Copy the listing from its first line through the line that contains "(1329, 690)", changing "dress shirt" to "button-up shirt" and leaving everything else as it is. Omit the pictures from your copy.

=======

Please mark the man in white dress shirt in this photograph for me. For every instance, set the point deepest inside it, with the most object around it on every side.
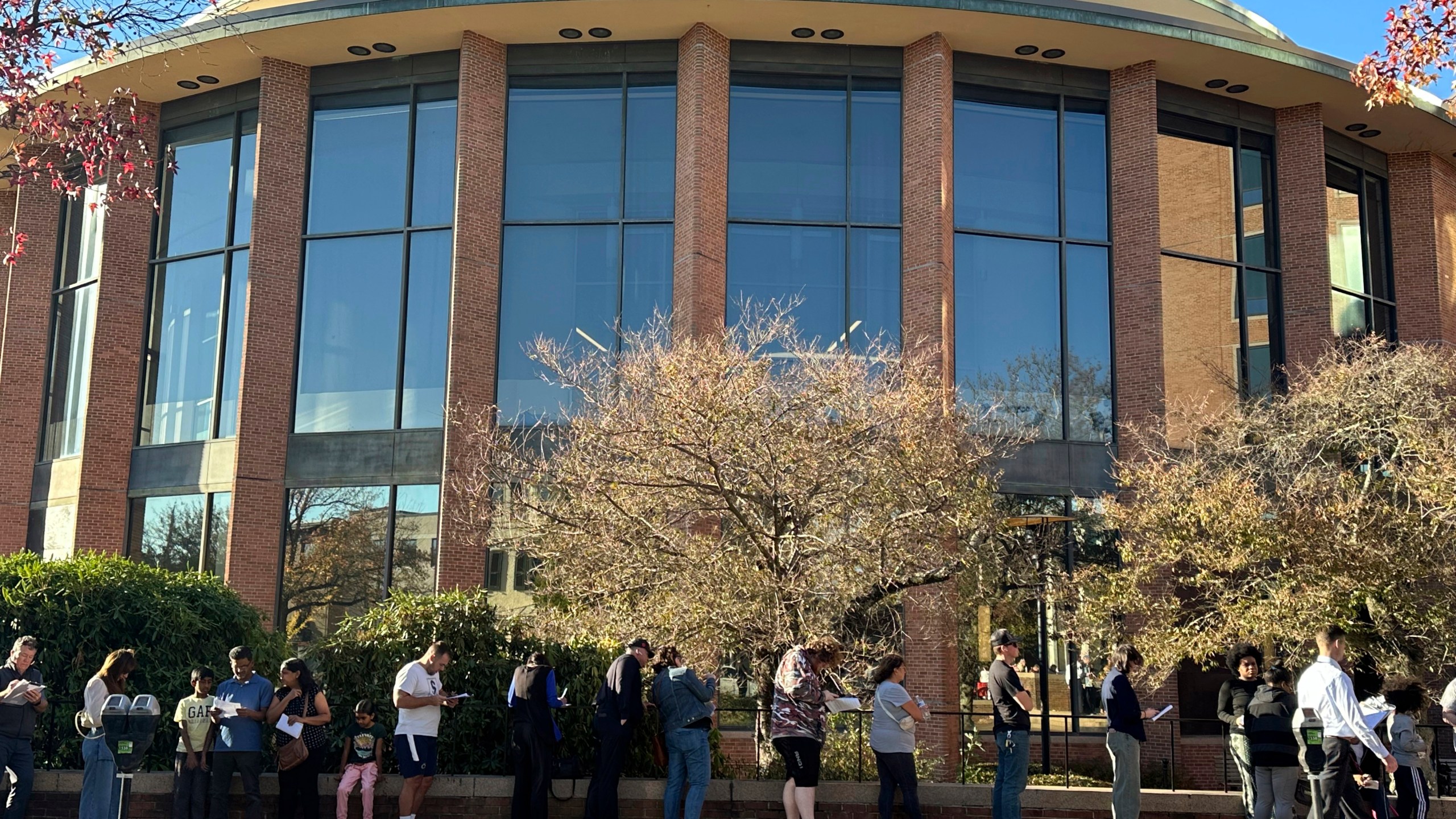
(1329, 690)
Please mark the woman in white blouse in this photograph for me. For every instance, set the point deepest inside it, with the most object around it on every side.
(101, 789)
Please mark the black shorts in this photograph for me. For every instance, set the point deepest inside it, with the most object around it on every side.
(801, 757)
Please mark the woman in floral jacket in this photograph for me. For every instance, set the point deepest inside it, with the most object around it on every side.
(801, 719)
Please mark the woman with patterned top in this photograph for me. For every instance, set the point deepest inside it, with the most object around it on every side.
(801, 719)
(303, 704)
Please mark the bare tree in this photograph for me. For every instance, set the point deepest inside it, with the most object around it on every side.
(733, 494)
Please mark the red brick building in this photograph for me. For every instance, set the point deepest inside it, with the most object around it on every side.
(1091, 212)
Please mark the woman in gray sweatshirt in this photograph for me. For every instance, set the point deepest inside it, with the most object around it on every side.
(1408, 748)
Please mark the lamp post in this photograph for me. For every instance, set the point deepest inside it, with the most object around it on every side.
(1036, 524)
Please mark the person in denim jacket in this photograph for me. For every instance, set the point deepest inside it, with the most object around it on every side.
(685, 707)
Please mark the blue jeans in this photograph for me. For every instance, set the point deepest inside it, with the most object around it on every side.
(19, 760)
(688, 761)
(101, 789)
(1012, 757)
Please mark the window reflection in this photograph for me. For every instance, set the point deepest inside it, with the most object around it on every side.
(1033, 317)
(200, 282)
(375, 325)
(589, 200)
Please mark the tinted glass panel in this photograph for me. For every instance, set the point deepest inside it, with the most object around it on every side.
(651, 151)
(417, 540)
(647, 273)
(194, 216)
(874, 164)
(427, 330)
(787, 151)
(577, 266)
(169, 532)
(233, 349)
(183, 367)
(1196, 197)
(1008, 330)
(1090, 346)
(1087, 174)
(565, 154)
(334, 557)
(433, 196)
(246, 180)
(73, 322)
(357, 168)
(781, 263)
(1005, 168)
(349, 340)
(874, 288)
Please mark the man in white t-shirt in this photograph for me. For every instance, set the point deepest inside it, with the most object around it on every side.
(419, 696)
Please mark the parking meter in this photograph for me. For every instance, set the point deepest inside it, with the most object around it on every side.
(130, 726)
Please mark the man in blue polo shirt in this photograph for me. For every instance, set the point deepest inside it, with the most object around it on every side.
(241, 739)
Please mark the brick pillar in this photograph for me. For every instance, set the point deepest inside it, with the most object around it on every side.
(701, 209)
(1299, 139)
(475, 286)
(1423, 209)
(1136, 264)
(115, 366)
(24, 341)
(928, 296)
(268, 337)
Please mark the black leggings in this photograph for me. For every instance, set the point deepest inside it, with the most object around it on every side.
(299, 787)
(897, 770)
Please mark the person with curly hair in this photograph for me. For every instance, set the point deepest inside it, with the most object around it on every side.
(1247, 664)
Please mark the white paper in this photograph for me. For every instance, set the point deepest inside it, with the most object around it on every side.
(292, 730)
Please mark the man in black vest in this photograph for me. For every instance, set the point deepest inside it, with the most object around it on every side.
(532, 697)
(619, 712)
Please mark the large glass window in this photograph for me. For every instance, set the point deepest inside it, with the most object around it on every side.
(814, 203)
(181, 532)
(589, 222)
(1033, 308)
(378, 254)
(73, 322)
(1358, 231)
(200, 282)
(349, 547)
(1219, 263)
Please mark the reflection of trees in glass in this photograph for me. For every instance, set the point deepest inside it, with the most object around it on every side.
(334, 556)
(172, 534)
(1028, 395)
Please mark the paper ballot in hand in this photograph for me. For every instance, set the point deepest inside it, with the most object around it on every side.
(296, 730)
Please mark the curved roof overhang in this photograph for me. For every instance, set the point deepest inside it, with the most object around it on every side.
(1193, 42)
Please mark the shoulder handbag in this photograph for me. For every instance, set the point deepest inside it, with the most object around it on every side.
(296, 751)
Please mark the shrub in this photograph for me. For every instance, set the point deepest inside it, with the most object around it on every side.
(86, 607)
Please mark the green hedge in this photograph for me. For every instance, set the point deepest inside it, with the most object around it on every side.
(84, 608)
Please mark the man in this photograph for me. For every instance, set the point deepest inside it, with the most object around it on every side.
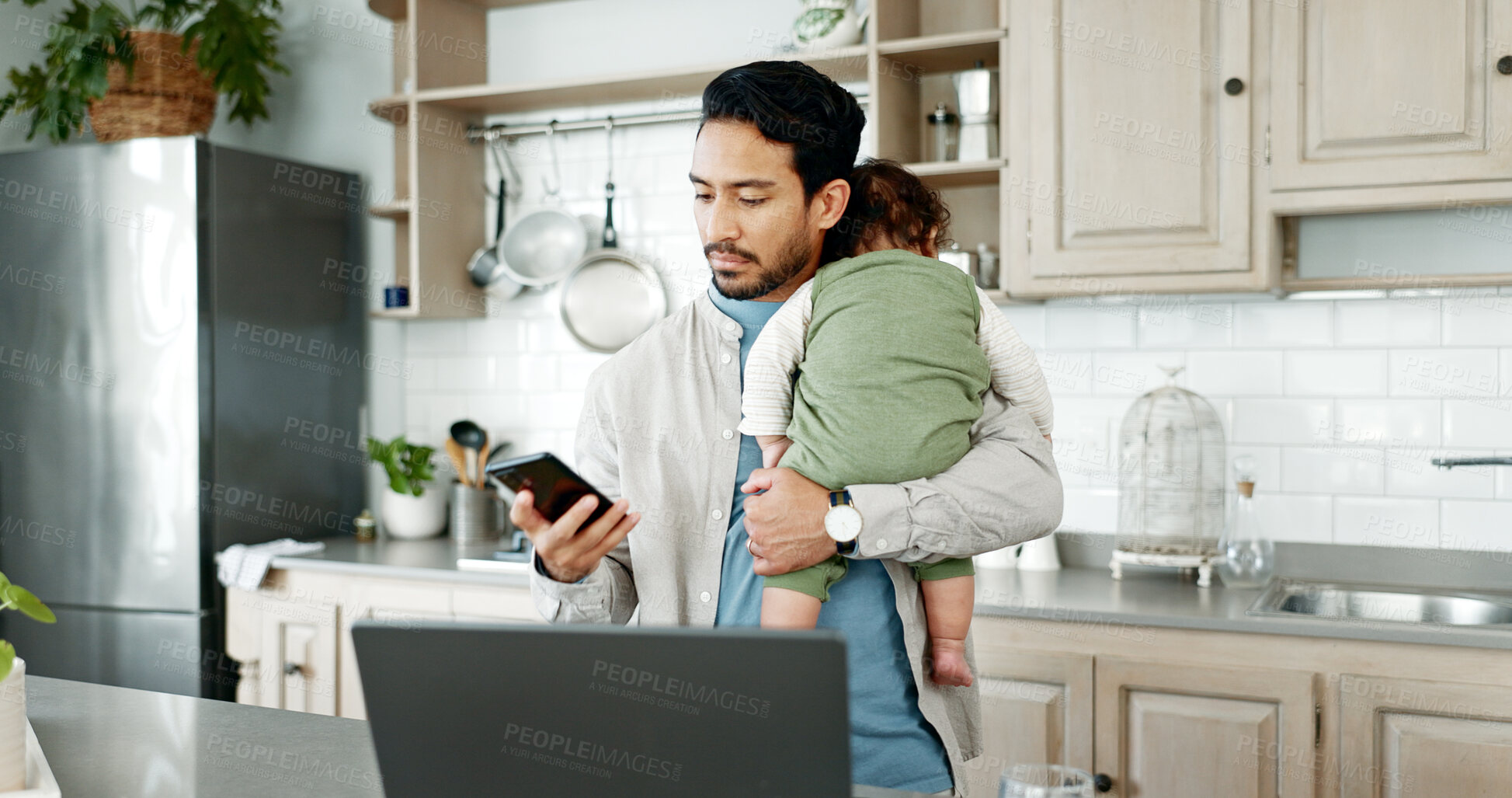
(658, 429)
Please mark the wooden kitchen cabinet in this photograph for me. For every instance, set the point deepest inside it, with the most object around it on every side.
(1036, 708)
(1402, 737)
(1133, 148)
(294, 643)
(1370, 92)
(1173, 730)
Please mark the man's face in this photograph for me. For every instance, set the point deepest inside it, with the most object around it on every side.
(752, 215)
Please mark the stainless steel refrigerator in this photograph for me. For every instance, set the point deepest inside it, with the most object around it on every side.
(182, 367)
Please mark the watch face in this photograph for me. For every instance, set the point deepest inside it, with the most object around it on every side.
(843, 523)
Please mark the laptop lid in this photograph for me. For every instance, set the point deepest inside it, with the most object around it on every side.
(507, 709)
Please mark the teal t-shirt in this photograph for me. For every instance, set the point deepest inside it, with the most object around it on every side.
(892, 745)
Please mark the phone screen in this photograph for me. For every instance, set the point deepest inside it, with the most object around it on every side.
(555, 486)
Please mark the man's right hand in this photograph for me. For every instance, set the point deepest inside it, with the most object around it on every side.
(569, 553)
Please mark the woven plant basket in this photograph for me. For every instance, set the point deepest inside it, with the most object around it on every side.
(169, 96)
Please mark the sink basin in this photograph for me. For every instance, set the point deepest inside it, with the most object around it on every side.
(1390, 603)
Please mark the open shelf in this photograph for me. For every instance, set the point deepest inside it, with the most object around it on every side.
(945, 52)
(843, 64)
(395, 9)
(959, 173)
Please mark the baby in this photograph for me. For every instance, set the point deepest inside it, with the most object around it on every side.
(873, 373)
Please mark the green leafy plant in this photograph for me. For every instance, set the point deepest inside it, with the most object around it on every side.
(238, 49)
(408, 467)
(19, 598)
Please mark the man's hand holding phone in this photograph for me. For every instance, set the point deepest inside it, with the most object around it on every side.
(570, 552)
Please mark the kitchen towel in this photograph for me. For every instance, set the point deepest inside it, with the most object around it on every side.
(244, 566)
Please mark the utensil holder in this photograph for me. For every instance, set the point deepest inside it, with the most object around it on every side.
(478, 515)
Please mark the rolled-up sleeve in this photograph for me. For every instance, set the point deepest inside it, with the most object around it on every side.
(607, 595)
(1001, 493)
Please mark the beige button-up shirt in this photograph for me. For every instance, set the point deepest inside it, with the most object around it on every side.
(658, 429)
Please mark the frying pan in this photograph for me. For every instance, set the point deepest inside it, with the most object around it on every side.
(541, 247)
(611, 297)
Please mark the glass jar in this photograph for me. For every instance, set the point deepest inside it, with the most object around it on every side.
(1246, 555)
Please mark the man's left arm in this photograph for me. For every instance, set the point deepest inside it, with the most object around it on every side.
(1001, 493)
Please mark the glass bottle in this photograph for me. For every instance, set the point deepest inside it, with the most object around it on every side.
(1248, 556)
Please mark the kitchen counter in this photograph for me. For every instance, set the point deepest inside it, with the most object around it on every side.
(127, 744)
(1162, 598)
(1080, 595)
(431, 559)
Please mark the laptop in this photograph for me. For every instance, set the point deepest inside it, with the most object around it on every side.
(513, 709)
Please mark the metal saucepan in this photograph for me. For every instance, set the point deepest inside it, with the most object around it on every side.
(611, 297)
(485, 268)
(543, 247)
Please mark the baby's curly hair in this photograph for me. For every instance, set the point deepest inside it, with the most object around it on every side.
(889, 207)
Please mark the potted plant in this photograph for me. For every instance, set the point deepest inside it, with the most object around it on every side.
(155, 70)
(408, 511)
(12, 688)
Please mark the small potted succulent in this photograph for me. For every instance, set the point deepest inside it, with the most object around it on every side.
(408, 511)
(148, 70)
(12, 688)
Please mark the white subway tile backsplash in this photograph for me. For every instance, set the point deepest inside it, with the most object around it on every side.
(1090, 511)
(1028, 320)
(1283, 325)
(1089, 326)
(1281, 420)
(1444, 373)
(1385, 521)
(1296, 518)
(1336, 373)
(1234, 373)
(1402, 423)
(1186, 323)
(1478, 319)
(1478, 423)
(1476, 526)
(1331, 470)
(1396, 323)
(1133, 373)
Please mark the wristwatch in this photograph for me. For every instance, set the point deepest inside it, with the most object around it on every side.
(843, 523)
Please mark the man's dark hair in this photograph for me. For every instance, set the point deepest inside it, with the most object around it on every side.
(791, 103)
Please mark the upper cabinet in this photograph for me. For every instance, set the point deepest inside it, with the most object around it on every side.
(1131, 148)
(1373, 92)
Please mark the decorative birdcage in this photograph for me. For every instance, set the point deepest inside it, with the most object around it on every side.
(1170, 482)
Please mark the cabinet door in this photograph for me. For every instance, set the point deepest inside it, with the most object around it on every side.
(1181, 732)
(1034, 709)
(298, 665)
(1423, 738)
(1390, 91)
(1128, 156)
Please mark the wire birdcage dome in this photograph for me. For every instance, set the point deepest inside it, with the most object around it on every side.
(1170, 480)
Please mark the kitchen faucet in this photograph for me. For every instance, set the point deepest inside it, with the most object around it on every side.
(1452, 462)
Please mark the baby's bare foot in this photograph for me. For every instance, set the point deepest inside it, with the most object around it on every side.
(950, 664)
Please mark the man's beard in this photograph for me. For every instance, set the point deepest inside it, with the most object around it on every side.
(764, 277)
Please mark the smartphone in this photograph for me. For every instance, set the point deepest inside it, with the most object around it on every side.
(555, 486)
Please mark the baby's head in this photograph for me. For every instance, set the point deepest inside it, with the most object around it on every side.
(889, 209)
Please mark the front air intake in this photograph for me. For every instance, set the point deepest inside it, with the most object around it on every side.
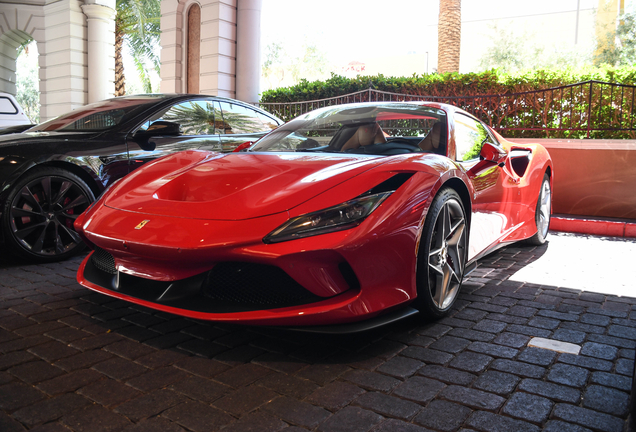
(254, 284)
(104, 261)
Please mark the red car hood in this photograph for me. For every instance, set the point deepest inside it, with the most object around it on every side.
(236, 186)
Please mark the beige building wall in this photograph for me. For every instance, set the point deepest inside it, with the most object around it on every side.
(61, 31)
(220, 26)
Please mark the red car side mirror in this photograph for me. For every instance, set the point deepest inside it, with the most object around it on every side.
(243, 146)
(492, 153)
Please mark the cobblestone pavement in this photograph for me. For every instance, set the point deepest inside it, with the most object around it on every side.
(75, 360)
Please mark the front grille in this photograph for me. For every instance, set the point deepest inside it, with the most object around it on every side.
(103, 261)
(254, 284)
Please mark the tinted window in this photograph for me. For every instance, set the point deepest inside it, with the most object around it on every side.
(469, 137)
(197, 117)
(242, 120)
(6, 106)
(100, 115)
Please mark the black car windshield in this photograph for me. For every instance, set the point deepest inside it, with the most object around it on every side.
(373, 128)
(99, 116)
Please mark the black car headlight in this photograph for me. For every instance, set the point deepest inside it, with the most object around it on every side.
(337, 218)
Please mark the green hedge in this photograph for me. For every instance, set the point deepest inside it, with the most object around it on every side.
(449, 84)
(607, 111)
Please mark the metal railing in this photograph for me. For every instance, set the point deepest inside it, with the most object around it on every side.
(590, 109)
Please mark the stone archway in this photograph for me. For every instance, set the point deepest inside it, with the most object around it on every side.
(75, 42)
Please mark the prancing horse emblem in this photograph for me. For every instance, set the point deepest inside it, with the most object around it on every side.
(142, 224)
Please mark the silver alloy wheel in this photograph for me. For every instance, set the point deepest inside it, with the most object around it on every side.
(447, 254)
(42, 215)
(545, 202)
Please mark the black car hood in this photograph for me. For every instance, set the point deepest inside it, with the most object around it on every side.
(33, 137)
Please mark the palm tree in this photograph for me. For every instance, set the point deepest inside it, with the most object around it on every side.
(137, 25)
(449, 32)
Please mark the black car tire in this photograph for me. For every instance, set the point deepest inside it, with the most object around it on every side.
(442, 255)
(542, 213)
(37, 218)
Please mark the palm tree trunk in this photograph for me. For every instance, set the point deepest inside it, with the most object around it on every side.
(120, 80)
(449, 33)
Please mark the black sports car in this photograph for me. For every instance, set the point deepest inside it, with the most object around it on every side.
(52, 172)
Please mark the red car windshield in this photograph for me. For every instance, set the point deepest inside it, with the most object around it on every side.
(98, 116)
(376, 129)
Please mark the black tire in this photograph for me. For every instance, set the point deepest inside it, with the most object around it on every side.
(37, 218)
(542, 213)
(442, 255)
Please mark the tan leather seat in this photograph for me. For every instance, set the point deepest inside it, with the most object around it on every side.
(365, 135)
(432, 141)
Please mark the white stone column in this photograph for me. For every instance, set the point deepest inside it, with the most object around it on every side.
(62, 48)
(248, 50)
(100, 16)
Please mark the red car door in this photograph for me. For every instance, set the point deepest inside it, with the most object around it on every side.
(496, 196)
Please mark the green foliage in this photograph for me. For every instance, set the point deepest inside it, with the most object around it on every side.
(510, 52)
(563, 113)
(138, 21)
(281, 66)
(27, 86)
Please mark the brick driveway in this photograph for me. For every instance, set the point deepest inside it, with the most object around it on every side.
(76, 360)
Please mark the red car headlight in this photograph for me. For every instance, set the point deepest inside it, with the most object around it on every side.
(337, 218)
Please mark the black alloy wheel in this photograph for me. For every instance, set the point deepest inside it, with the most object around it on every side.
(542, 213)
(442, 255)
(38, 216)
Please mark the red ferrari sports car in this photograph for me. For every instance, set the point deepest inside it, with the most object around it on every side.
(354, 214)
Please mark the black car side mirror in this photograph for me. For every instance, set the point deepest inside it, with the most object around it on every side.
(158, 128)
(492, 153)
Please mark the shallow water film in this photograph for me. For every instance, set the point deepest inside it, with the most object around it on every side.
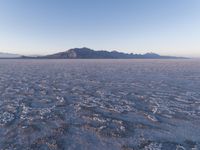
(100, 104)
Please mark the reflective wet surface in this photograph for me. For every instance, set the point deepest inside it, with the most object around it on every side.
(100, 104)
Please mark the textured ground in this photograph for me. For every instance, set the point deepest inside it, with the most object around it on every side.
(100, 104)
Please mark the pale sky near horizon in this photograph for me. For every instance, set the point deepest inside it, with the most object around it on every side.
(167, 27)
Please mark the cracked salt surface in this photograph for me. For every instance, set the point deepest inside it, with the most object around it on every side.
(100, 104)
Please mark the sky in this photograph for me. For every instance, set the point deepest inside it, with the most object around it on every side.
(167, 27)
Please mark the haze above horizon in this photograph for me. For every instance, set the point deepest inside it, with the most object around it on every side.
(135, 26)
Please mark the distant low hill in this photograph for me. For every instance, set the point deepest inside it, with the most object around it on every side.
(86, 53)
(8, 55)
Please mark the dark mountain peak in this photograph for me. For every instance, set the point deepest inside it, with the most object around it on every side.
(87, 53)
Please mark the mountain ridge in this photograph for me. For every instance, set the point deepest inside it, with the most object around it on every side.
(87, 53)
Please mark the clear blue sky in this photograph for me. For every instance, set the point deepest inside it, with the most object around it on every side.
(170, 27)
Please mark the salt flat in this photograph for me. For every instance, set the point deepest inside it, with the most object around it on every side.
(100, 104)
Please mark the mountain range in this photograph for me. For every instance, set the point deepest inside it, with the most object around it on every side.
(87, 53)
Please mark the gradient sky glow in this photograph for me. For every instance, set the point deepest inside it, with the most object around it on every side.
(167, 27)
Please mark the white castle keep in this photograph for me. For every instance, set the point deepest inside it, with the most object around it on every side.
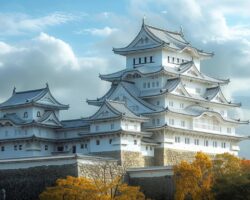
(160, 109)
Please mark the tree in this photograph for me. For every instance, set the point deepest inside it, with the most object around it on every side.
(231, 178)
(194, 180)
(73, 188)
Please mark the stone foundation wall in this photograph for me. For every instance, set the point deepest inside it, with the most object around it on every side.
(148, 161)
(126, 158)
(165, 157)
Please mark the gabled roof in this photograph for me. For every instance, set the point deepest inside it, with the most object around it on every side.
(170, 86)
(131, 89)
(75, 123)
(153, 70)
(12, 117)
(118, 110)
(160, 38)
(49, 118)
(32, 97)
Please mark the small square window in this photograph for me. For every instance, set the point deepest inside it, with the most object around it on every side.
(177, 140)
(187, 141)
(151, 59)
(2, 148)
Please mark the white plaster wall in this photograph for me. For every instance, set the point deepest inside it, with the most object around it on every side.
(201, 147)
(105, 126)
(147, 150)
(105, 144)
(157, 59)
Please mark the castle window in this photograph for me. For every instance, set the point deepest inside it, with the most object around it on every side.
(206, 143)
(2, 148)
(25, 115)
(177, 139)
(151, 59)
(223, 145)
(187, 141)
(60, 148)
(198, 90)
(126, 126)
(214, 144)
(171, 121)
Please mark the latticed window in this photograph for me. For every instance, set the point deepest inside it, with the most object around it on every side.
(25, 115)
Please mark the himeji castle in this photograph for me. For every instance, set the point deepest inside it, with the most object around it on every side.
(161, 108)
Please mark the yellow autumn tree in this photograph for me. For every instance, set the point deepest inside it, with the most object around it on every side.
(194, 180)
(73, 188)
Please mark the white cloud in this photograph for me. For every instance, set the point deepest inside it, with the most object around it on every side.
(106, 31)
(19, 23)
(48, 59)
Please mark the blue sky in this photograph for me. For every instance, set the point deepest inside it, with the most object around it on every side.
(68, 43)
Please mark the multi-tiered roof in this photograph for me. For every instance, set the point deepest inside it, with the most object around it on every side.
(150, 39)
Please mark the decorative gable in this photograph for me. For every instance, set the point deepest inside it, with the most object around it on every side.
(120, 94)
(47, 99)
(180, 90)
(104, 112)
(220, 98)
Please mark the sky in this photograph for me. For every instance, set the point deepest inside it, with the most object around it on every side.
(69, 43)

=======

• **Answer to this exercise**
Please mark the man in white button-up shirt in this photograph for me. For every instance, set the point deepest inside it, with the most object around it on every side.
(1329, 690)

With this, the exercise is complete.